▶ [ASSIGNMENT]
When a line of the records below contains the string "head", copy that whole line.

Start of ENTRIES PROVIDED

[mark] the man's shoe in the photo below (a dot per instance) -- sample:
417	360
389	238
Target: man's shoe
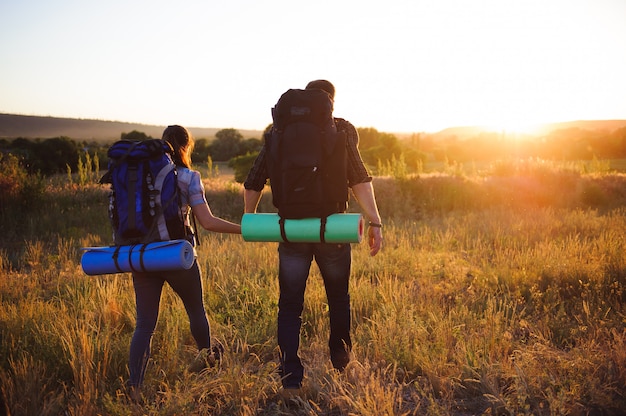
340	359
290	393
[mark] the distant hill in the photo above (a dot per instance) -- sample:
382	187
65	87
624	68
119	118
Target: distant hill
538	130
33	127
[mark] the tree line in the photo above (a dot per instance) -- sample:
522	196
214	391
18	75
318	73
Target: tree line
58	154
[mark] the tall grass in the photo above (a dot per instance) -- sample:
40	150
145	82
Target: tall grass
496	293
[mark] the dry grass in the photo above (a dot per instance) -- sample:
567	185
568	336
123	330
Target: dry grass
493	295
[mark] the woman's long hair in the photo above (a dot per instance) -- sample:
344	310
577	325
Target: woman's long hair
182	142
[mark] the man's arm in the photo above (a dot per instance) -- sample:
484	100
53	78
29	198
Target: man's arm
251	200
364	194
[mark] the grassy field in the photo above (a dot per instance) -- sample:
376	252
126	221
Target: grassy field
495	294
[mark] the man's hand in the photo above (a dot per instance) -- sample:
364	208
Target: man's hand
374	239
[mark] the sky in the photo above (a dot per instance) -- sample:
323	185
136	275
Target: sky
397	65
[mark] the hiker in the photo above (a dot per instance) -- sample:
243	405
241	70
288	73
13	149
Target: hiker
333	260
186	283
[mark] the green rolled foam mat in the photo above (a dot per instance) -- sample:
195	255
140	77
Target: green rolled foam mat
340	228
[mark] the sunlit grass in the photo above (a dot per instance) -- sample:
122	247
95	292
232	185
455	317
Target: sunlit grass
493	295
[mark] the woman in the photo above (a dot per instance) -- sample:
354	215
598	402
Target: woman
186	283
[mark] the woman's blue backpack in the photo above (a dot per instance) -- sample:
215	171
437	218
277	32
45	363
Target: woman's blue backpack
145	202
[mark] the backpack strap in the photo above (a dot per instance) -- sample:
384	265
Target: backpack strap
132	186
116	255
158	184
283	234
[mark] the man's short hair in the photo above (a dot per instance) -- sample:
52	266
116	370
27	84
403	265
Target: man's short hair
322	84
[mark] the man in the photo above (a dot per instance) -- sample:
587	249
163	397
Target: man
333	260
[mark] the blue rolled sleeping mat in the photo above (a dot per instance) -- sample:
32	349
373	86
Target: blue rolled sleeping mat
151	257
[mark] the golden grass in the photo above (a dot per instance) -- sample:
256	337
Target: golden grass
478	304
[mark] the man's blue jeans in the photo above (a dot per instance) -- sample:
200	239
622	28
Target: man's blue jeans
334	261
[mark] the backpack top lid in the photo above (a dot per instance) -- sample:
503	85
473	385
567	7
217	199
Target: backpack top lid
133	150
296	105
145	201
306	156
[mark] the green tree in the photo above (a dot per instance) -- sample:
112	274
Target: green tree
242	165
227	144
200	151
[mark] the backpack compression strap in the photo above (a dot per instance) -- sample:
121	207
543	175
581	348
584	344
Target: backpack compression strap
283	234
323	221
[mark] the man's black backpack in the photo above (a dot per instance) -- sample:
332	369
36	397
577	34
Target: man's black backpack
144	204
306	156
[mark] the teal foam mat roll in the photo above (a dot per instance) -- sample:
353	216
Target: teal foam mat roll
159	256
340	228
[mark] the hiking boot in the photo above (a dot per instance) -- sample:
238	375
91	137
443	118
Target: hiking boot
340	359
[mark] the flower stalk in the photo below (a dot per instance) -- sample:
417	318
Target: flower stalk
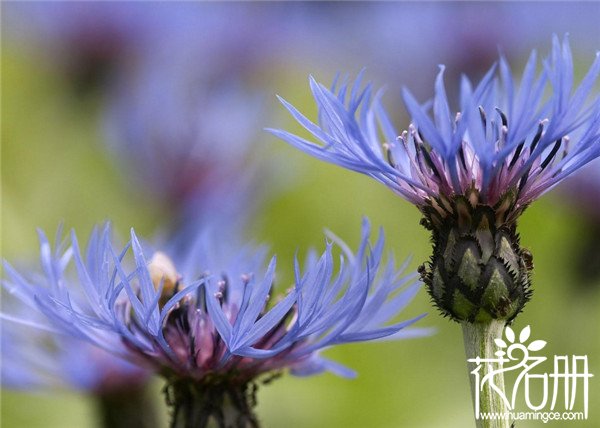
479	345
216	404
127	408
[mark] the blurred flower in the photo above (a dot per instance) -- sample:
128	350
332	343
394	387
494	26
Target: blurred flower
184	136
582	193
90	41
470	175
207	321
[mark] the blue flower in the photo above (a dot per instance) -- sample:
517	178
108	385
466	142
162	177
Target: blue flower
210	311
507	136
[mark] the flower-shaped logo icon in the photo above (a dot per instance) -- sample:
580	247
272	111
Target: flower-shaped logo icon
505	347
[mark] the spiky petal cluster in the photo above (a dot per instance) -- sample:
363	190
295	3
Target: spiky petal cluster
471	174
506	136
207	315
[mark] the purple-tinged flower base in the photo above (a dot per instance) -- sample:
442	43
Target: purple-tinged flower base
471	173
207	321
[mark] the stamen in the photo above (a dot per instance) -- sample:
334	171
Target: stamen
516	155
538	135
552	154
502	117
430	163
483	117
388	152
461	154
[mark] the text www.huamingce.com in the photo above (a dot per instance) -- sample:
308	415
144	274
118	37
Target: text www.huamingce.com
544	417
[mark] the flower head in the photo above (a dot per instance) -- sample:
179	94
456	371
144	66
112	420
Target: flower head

End of ENTRIES PROVIDED

▶ [EXERCISE RESPONSE]
[mark] the flower head in the photo above (a dot per instance) -- sample:
Target: flower head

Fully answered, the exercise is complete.